→ Goal:
Rewrite the data, replacing each occurrence of "engine nacelle" with "jet engine" and leaving everything else unchanged.

→ Data for this exercise:
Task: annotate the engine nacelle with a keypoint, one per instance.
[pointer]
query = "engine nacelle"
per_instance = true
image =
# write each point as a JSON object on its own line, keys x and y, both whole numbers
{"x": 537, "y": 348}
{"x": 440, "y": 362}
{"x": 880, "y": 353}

→ Answer to this task:
Task: annotate the jet engine with a keypoint, one per instance.
[pointer]
query = "jet engine"
per_instance = true
image =
# write each point as a JSON object on its own line, keys x and y, both whole numbers
{"x": 537, "y": 348}
{"x": 440, "y": 362}
{"x": 880, "y": 353}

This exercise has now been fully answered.